House Financial Services Chairman Barney Frank (D-Mass.) is questioning whether a recent trend of pension plans investing in hedge funds merits new legislation to protect Americans’ retirement savings.

Lawmakers have expressed concern over hedge-funding investing after Amaranth Advisors, a Norwalk, Conn.-based hedge fund whose investors included pension plans, lost $6 billion last fall by betting — incorrectly — that natural gas prices would soar last year.

Jeffrey Matthews, a general partner at Greenwich, Conn.-based Ram Partners, testified before Frank’s panel Tuesday that although the fund did fail, the collapse didn’t affect the market much.

“It is true that Amaranth’s investors, including public sector pension funds, lost a great deal of money. But the people who managed those funds should have known the risk, yet they invested anyway,” Matthews said. “A $10 billion fund could evaporate in a matter of months and yet aside from a couple of wild weeks in the natural gas pits, the system didn’t even blink.”

Unlike mutual funds, hedge funds are large and lightly regulated pools of private capital with investors who are typically wealthy individuals and large institutions. Their structure allows managers to share in gains of the invested funds. Hedge fund managers agree that it’s the private structure of such funds that gives them the flexibility to take greater risks.

Still, concern has risen about the large amount of leveraging that hedge funds use to amplify the size of their bets. The debt from such investments, critics say, could affect the financial marketplace if deals go wrong.

In June, a federal appeals court rejected a rule proposed by the Securities and Exchange Commission that would have required hedge funds to submit to inspections. In February, the president’s Working Group on Financial Markets announced that hedge funds are working well and do not need regulating. Instead, the group, sanctioned by the Bush administration, called on hedge funds and investment banks to follow a set of nonbinding principles.

# Exercise details:
Please carry on the article about pension plans investing in hedge funds from the point where it stops above.

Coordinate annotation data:
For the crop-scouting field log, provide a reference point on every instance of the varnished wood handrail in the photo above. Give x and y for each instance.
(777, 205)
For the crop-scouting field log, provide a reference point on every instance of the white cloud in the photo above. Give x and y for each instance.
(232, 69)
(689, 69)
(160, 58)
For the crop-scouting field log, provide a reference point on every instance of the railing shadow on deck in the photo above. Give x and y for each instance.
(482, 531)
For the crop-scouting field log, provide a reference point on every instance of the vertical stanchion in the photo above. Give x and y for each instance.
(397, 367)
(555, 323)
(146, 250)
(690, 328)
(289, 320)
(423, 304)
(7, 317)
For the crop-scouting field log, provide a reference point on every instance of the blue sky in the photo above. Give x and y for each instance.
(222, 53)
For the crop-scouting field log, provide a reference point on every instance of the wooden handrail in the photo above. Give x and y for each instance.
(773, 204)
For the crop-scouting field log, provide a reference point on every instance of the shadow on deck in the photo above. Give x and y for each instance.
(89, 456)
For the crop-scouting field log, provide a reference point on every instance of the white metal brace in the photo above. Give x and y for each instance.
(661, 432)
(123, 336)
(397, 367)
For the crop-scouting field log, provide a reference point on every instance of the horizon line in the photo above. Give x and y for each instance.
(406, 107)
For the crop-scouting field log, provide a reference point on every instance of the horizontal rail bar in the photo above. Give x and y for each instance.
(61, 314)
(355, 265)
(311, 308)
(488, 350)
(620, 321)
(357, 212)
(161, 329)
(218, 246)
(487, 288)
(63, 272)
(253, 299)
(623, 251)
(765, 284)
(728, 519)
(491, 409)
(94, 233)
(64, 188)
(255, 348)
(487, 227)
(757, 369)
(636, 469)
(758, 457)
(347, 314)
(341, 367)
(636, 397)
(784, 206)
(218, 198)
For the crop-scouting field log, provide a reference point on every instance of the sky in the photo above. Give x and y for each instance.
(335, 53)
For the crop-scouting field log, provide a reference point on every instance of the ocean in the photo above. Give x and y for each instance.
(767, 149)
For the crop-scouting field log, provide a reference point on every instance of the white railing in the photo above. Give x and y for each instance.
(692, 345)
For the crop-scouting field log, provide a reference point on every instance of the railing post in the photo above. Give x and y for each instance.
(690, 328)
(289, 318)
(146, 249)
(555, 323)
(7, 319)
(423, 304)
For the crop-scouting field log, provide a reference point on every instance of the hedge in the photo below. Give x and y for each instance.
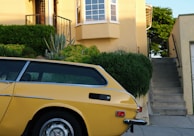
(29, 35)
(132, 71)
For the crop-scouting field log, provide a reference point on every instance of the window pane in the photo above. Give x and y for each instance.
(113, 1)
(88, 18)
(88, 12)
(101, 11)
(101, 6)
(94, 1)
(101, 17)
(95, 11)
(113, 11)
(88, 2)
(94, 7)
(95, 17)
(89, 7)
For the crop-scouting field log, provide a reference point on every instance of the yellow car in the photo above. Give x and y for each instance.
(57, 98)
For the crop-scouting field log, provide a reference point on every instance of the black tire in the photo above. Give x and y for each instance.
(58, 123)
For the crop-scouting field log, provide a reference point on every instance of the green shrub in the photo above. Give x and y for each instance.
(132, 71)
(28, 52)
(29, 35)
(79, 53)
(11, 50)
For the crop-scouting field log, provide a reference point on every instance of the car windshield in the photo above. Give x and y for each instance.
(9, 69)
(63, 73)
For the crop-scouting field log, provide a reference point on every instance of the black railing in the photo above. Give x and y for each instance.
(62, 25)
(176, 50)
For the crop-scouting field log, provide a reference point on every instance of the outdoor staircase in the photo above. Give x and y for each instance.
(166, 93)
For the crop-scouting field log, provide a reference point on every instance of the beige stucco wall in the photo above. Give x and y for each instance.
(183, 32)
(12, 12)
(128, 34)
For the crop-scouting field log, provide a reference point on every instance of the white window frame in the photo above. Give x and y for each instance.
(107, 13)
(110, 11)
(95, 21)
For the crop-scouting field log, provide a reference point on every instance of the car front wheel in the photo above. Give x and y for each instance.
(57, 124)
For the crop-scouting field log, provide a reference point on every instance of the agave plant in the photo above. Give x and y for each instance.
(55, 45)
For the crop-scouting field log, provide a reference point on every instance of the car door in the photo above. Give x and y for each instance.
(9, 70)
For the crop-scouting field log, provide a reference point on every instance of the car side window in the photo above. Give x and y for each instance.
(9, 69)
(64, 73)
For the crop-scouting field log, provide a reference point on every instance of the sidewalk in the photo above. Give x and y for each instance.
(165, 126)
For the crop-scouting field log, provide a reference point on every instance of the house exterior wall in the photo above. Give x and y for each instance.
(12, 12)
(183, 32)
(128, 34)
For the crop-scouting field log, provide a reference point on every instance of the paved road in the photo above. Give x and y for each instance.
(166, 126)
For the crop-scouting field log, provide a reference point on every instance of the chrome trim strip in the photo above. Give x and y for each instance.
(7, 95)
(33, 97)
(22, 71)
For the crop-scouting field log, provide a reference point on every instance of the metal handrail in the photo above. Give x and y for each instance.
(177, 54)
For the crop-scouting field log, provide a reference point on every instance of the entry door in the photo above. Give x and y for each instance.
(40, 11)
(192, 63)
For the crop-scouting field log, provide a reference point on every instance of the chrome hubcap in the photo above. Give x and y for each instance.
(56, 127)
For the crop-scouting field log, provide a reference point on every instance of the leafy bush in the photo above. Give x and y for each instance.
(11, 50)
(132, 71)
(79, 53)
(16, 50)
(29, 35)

# Task answer:
Still, concerns about the lack of industry-wide transparency is causing alarm about the funds.

“Absent industry-wide disclosure, the only reliable information we have is the purely voluntary disclosure to data vendors,” New York University finance professor Stephen Brown testified at Tuesday’s hearing.

Some have suggested that hedge funds be required to register with the SEC. In the Senate, Iowa Republican Sen. Chuck Grassley has introduced legislation that would require just that.

“In my view, registration doesn’t work.” argued Rep. Richard Baker (R-La.) at the hearing. “All it says is that you’ve got a label on your door and you could still be a bad actor.”

Rep. Spencer Bachus (R-Ala.), the panel’s ranking member said, “There is always the potential for a single event, such as massive losses at a large, complex financial institution, to trigger a cascading effect that could impact the broader financial markets and ultimately the global economy,” Bachus said. “An overly prescriptive, rules-based approach to regulating these private pools of capital could stifle innovation, and drive hedge funds and their capital offshore.”

Before deciding whether it’s necessary to legislate, Franks said that his panel will hold more hearings. He said he hopes that a representative from the presidential Working Group on Financial Markets testifies. Future hearings also would address insider trading and record retention.